Work order
Copy every line below precisely, leaving nothing out.

(Dataset items)
+===+
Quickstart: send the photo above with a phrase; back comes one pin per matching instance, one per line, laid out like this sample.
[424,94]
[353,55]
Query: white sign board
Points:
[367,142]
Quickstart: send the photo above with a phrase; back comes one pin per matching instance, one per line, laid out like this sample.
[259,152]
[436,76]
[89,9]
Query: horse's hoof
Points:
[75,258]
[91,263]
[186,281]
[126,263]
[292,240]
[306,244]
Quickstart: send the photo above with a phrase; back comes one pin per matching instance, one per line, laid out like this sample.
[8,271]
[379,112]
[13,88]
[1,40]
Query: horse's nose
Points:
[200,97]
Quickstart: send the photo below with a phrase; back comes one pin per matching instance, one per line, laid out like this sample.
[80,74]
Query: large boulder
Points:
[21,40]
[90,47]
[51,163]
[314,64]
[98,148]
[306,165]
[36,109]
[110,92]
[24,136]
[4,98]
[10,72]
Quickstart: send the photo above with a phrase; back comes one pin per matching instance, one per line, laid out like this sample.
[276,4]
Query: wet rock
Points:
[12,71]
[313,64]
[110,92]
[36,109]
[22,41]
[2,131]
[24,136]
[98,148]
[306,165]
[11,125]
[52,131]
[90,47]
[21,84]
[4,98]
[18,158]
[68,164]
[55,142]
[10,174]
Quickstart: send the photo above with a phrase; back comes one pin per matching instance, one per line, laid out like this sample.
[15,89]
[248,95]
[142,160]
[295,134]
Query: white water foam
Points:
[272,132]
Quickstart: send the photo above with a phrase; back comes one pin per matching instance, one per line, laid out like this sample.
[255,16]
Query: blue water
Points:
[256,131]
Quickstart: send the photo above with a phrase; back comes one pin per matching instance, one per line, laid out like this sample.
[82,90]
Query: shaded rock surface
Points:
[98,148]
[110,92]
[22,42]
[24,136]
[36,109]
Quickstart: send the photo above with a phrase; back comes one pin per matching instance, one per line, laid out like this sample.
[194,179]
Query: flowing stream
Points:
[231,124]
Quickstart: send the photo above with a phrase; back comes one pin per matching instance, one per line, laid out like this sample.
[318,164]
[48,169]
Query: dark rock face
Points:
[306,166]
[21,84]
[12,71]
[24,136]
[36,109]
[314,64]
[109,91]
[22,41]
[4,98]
+===+
Exercise response
Quickstart: send the photo above with a phrase; back comes one pin per matching instance, one per line, laid out like this sample.
[424,94]
[353,55]
Query: white sign board
Points:
[367,142]
Quickstart: send the photo above with a phrase; back comes one pin per matching instance, one per line, laid out like this sample.
[259,152]
[436,76]
[89,9]
Query: horse's hoof
Points:
[75,258]
[91,263]
[186,281]
[126,263]
[292,240]
[306,244]
Quickstart: send the photo above with a phrase; back comes one pin per matching instance, one per line, laid out like this sample.
[8,271]
[379,112]
[13,88]
[1,40]
Query: horse's nose
Points:
[200,97]
Quickstart: send the photo below with a phrase; back comes one pin per matching instance, one per line, laid out like this sample.
[80,74]
Query: large boulder
Points:
[21,40]
[90,47]
[51,163]
[314,64]
[98,148]
[306,165]
[36,109]
[110,92]
[24,136]
[4,98]
[10,72]
Quickstart: send the photo above with a phrase; back comes one pin per matching instance, one per line, laid out like this sample.
[276,4]
Query: wet rock
Points:
[12,71]
[313,64]
[110,92]
[36,109]
[22,41]
[2,131]
[24,136]
[98,148]
[306,165]
[11,125]
[52,131]
[90,47]
[21,84]
[4,98]
[18,158]
[68,164]
[55,142]
[10,174]
Quickstart: send the photo above with a phrase; back comes one pin per matching instance, one per line, laid out like this sample.
[15,89]
[248,95]
[142,160]
[295,134]
Query: white water foam
Points:
[272,132]
Quickstart: send the photo above with a phrase; back comes one pin per matching instance, one per line, laid out like this sample.
[255,16]
Query: blue water
Points:
[256,131]
Quickstart: send the photo above with a phrase; back comes one pin per matching instance, one per line, laid out like this sample.
[82,90]
Query: shaded rock surface
Points:
[98,148]
[110,92]
[22,42]
[24,136]
[36,109]
Quickstart: send the photo above with a phrase; back comes one pin per matching instance, one per line, laid out like this sample.
[194,179]
Query: flowing stream
Points:
[231,124]
Quickstart: send the photo above with a phrase; back comes one pin per matching instance, one per line, laid out like this sample.
[318,164]
[48,169]
Query: dark rock face
Points:
[306,166]
[21,84]
[12,71]
[24,136]
[36,109]
[314,64]
[109,91]
[22,41]
[4,98]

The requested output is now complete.